# Provided passage

_ _ _ _ _ _ _

The Greek philosopher Heraclitus once said, “change is the only constant in life.” This is probably truer today than it has ever been. We are living in a time of rapid technological change – the Fourth Industrial Revolution – which is transforming how we live, work, communicate and pursue bright ideas.
The stark truth for the Australian economy in this era of "digital disruption" is that we must “innovate or die”. We can no longer rely on traditional businesses such as mining and agriculture to carry us into the future.
The recent fall in Australia’s ranking in the World Economic Forum’s (WEF) Global Competitiveness Report is a reminder of the growing urgency for us to act. We fell by one place to 22nd in 2016-17, indicating our national business competitiveness is going in the wrong direction. This leaves us lagging behind most of our peers including Singapore, the US, the UK, Japan, New Zealand and Canada. Australia also slipped two places to 19th on the Global Innovation Index, failing to export and commercialise enough ideas to increase our standing.
Innovation plays a critical role in creating new products and processes, and is the long-term key to economic prosperity in Australia. We all want higher income growth and living standards, but without innovation we won't be able to boost productivity and our industries will flounder.
But it’s not all bad news. At last night’s AIIA iAwards, Australia’s leading awards program for innovation in the digital economy, I had the privilege of witnessing first hand the development of game changing ideas before they become mainstream.
The iAwards have taught me that not only is innovation alive and well in Australia, it’s happening in all quarters of our economy, from start-ups, private enterprise, community services, academia, and even in the public sector.
Here’s a few that demonstrate how far-reaching innovation is within our economy:
- The AIIA Innovation of the Year was awarded to Balconi Telecommunications for the Balconi Smart Torch – Global Live, a handheld two-way video conference system primarily developed for remote telehealth care, giving the most remote and disadvantaged communities access to medical specialists globally.
- Fastbrick Robotics, a robotic bricklaying system that will make construction easier, faster and safer, received the Inspiration of the Year Award.
- The Yield Technology Solutions, which has created end-to-end farm sensing, analytics and apps was recognised as Startup of the Year.
In all there were 15 winners recognised across categories such as Vertical Markets, Technology Infrastructure and Students. The ideas are many and varied, such as: an off road, all-terrain electric powered skateboard; a gift card app that enables customers to buy, send, store and redeem gift cards instantly; and an app that provides clinicians with rapid, effective and efficient access to standards of trauma patient care and information.
The judges uniformly said the depth and quality of entrants this year is far richer than they’ve seen before.

_ _ _ _ _ _ _

# Things to do
- a) List the countries that the innovation article says Australia is lagging behind.
- b) Please quote the innovation article starting with "The iAwards have" and going on through "the Year Award.".
- c) Decide whether each statement agrees with the innovation article, answering yes or no and quoting the words that settle it: (i) Australia dropped to 22nd place in the WEF Global Competitiveness Report. (ii) Fastbrick Robotics was named Startup of the Year. (iii) The iAwards recognized 15 winners in total.

Collection entries

_ _ _ _ _ _ _

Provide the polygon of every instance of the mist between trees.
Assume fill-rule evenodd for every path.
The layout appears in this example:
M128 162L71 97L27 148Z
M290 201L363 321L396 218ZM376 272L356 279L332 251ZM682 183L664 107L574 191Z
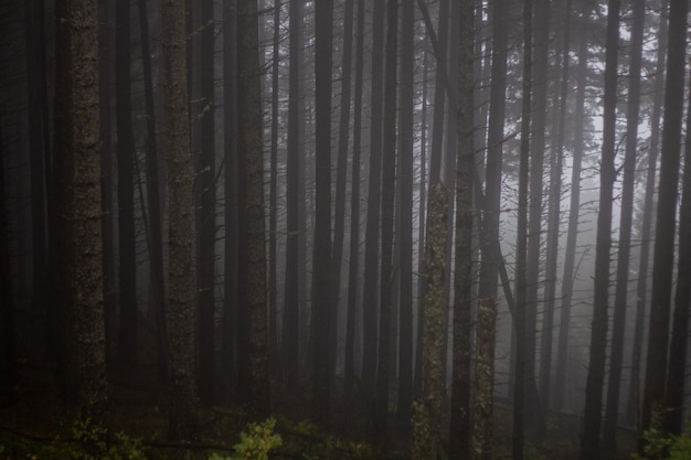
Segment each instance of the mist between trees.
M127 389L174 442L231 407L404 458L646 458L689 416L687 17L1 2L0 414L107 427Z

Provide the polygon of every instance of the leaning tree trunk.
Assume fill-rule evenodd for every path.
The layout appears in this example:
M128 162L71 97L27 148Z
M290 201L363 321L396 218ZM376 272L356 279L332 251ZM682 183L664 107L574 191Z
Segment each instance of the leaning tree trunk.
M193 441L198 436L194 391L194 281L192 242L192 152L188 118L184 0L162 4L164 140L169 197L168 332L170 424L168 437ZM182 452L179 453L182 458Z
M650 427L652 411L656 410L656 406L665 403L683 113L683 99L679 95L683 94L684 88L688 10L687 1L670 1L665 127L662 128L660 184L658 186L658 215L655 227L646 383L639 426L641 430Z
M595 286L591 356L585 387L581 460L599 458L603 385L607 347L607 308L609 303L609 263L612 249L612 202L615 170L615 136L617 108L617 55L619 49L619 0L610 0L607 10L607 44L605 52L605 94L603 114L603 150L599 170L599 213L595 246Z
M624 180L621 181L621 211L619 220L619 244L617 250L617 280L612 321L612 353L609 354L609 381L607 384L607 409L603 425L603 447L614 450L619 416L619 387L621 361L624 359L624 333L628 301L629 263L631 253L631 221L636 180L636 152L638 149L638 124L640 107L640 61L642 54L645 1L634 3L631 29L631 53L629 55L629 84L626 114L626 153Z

_ _ _ _ _ _ _

# Results for each task
- a) Singapore, the US, the UK, Japan, New Zealand, Canada

- b)
The iAwards have taught me that not only is innovation alive and well in Australia, it’s happening in all quarters of our economy, from start-ups, private enterprise, community services, academia, and even in the public sector.
Here’s a few that demonstrate how far-reaching innovation is within our economy:
- The AIIA Innovation of the Year was awarded to Balconi Telecommunications for the Balconi Smart Torch – Global Live, a handheld two-way video conference system primarily developed for remote telehealth care, giving the most remote and disadvantaged communities access to medical specialists globally.
- Fastbrick Robotics, a robotic bricklaying system that will make construction easier, faster and safer, received the Inspiration of the Year Award.

- c)
(i) Yes: "We fell by one place to 22nd in 2016-17"
(ii) No: "received the Inspiration of the Year Award"
(iii) Yes: "In all there were 15 winners recognised"